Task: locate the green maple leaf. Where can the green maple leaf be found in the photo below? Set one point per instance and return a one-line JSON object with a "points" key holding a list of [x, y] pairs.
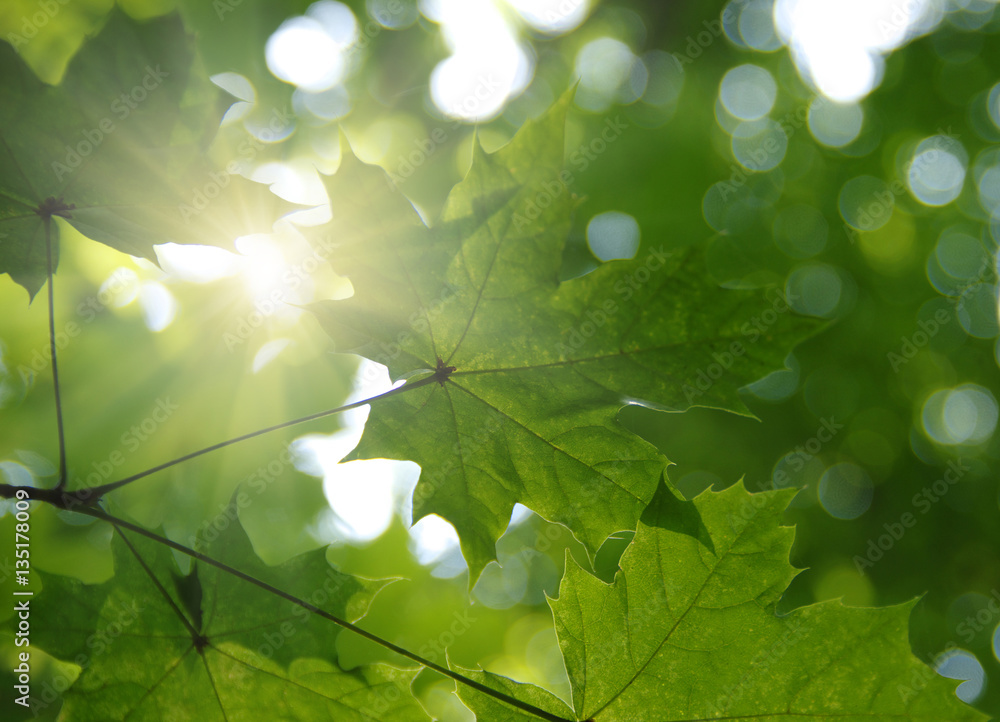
{"points": [[211, 646], [688, 631], [541, 368], [118, 150]]}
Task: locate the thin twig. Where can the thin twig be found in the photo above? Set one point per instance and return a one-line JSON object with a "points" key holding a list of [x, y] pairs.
{"points": [[462, 679], [61, 483]]}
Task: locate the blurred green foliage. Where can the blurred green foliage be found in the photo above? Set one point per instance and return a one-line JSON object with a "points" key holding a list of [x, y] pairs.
{"points": [[890, 283]]}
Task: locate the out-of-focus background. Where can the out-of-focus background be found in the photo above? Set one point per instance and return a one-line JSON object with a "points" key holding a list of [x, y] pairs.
{"points": [[847, 151]]}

===============

WORK REQUIRED:
Lay out the listing above as a Markdown table with the columns Row and Line, giving each line a numbered row and skipping blank lines. Leave the pictures out of the table.

RESPONSE FOR THIS EXERCISE:
| Row | Line |
|---|---|
| 1 | Task: locate the green maple leaf. Where can the green maple leaf be found in the photo below? Set one point per instance and return a one-line JSON object with a "points" key holding a list of [x, y] pairs. |
| 2 | {"points": [[211, 646], [688, 631], [541, 368], [118, 150]]} |
| 3 | Task: locate the thin twig. Where can the thin twig be found in the photo above? Set one point per instance and return a one-line JSON object with a "points" key holding a list of [x, y] pairs. |
| 4 | {"points": [[462, 679], [61, 483]]} |
| 5 | Task: locate the blurred green foliage. Where can the blurred green foliage be found in the photo above? Set one point per instance and return a one-line JSON object with a "points" key holding a list of [x, y] pairs. |
| 6 | {"points": [[890, 283]]} |
| 7 | Task: locate the out-of-focus background. Where can the out-of-focus background be found in the photo above? Set one point per instance and return a one-line JSON object with a "points" key holding a list of [x, y] pairs. |
| 8 | {"points": [[847, 151]]} |